● TASK DIRECTIONS
Convert the material below into a Markdown table with the columns Row and Line. Put each line in its own row, numbered consecutively, and omit blank lines.

Stored records:
■ ■ ■

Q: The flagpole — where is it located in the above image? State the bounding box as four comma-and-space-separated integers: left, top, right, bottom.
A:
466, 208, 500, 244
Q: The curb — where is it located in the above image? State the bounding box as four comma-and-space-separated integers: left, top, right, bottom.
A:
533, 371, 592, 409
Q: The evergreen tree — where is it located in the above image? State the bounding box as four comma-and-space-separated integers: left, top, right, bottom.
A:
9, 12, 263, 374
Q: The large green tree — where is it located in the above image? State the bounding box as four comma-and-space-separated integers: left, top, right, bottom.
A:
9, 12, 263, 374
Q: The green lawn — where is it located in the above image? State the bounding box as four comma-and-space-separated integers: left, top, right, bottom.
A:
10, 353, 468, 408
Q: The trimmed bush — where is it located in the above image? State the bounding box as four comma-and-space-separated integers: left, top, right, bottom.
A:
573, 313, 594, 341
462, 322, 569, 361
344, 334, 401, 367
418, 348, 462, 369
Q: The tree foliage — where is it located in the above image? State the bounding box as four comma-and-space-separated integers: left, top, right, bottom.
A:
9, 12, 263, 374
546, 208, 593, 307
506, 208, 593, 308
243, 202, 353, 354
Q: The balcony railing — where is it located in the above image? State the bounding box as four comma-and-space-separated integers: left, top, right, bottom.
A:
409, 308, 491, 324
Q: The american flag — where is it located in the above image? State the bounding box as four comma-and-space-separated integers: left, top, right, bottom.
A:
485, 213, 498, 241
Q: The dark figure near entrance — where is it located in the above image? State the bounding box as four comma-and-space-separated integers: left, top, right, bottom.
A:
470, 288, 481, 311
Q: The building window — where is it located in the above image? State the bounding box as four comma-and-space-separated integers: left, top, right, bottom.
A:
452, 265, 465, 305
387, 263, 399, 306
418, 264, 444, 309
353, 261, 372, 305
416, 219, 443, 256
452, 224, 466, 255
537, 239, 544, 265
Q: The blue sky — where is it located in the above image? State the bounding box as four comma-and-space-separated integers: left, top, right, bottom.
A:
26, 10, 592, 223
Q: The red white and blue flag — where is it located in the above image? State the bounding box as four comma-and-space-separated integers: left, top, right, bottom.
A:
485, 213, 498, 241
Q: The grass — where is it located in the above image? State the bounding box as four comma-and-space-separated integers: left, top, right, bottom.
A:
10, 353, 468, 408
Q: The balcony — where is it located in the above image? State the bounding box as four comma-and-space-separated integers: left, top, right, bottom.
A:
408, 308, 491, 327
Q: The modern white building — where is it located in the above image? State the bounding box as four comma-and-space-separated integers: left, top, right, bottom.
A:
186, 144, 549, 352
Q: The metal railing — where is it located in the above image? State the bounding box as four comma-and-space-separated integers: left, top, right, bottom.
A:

■ ■ ■

● ANSWER FOR THE TASK
| Row | Line |
|---|---|
| 1 | Q: The flagpole — where is it located in the above image? State the bounding box as four comma-and-space-separated integers: left, top, right, bottom. |
| 2 | A: |
| 3 | 466, 208, 500, 244 |
| 4 | Q: The curb — where is it located in the above image? State the bounding box as four comma-and-space-separated integers: left, top, right, bottom. |
| 5 | A: |
| 6 | 533, 371, 592, 409 |
| 7 | Q: The evergreen tree — where is it located in the above image? State the bounding box as four comma-and-space-separated integers: left, top, right, bottom. |
| 8 | A: |
| 9 | 9, 12, 263, 374 |
| 10 | Q: The large green tree — where is it located in the above image? State the bounding box as four comma-and-space-separated integers: left, top, right, bottom. |
| 11 | A: |
| 12 | 9, 12, 263, 374 |
| 13 | Q: The green lawn — where is it located in the above image? State the bounding box as four comma-and-space-separated integers: left, top, right, bottom. |
| 14 | A: |
| 15 | 10, 353, 468, 408 |
| 16 | Q: The trimmed bush — where is it located in the above image? State the bounding box as four comma-and-space-separated integers: left, top, right, bottom. |
| 17 | A: |
| 18 | 573, 313, 594, 341 |
| 19 | 462, 322, 569, 361 |
| 20 | 344, 334, 401, 367 |
| 21 | 418, 348, 462, 369 |
| 22 | Q: The tree foliage — where is it located in the above image? State the bounding box as four comma-and-space-separated integers: left, top, right, bottom. |
| 23 | A: |
| 24 | 9, 12, 263, 374 |
| 25 | 546, 208, 593, 307 |
| 26 | 506, 208, 593, 308 |
| 27 | 243, 202, 353, 354 |
| 28 | Q: The balcony railing — where is it located in the above image? State the bounding box as four comma-and-space-separated integers: left, top, right, bottom. |
| 29 | A: |
| 30 | 409, 308, 491, 324 |
| 31 | Q: The american flag — where is it located in the above image? State the bounding box as four comma-and-space-separated integers: left, top, right, bottom. |
| 32 | A: |
| 33 | 485, 213, 498, 241 |
| 34 | Q: The dark figure near entrance — where is it located in the above image? State the bounding box as four comma-and-space-separated integers: left, top, right, bottom. |
| 35 | A: |
| 36 | 470, 288, 481, 311 |
| 37 | Q: The building window — where is it located in the above image? State the bounding box as four comma-and-space-separated integers: left, top, right, bottom. |
| 38 | A: |
| 39 | 452, 265, 465, 305 |
| 40 | 387, 263, 399, 306 |
| 41 | 418, 264, 444, 309 |
| 42 | 353, 261, 372, 305 |
| 43 | 416, 219, 443, 256 |
| 44 | 452, 224, 466, 255 |
| 45 | 537, 239, 544, 265 |
| 46 | Q: The blue sky — where is it located in the above image? State the bounding box as four comma-and-space-separated integers: left, top, right, bottom. |
| 47 | A: |
| 48 | 26, 10, 592, 223 |
| 49 | Q: The red white and blue flag — where is it located in the above image? State the bounding box as four comma-and-space-separated integers: left, top, right, bottom. |
| 50 | A: |
| 51 | 485, 213, 498, 241 |
| 52 | Q: The grass — where is it located in the above image? State the bounding box as four comma-and-space-separated integers: left, top, right, bottom. |
| 53 | A: |
| 54 | 10, 353, 468, 408 |
| 55 | Q: The balcony — where is it located in the above image? State the bounding box as four comma-and-space-separated integers: left, top, right, bottom. |
| 56 | A: |
| 57 | 408, 308, 491, 327 |
| 58 | Q: The modern white building — where is it located in the above image? State the bounding box as four comma-and-space-separated integers: left, top, right, bottom. |
| 59 | A: |
| 60 | 186, 144, 549, 352 |
| 61 | Q: The metal railing — where is it located in the above image? State the bounding box as four comma-and-space-separated integers: left, top, right, bottom. |
| 62 | A: |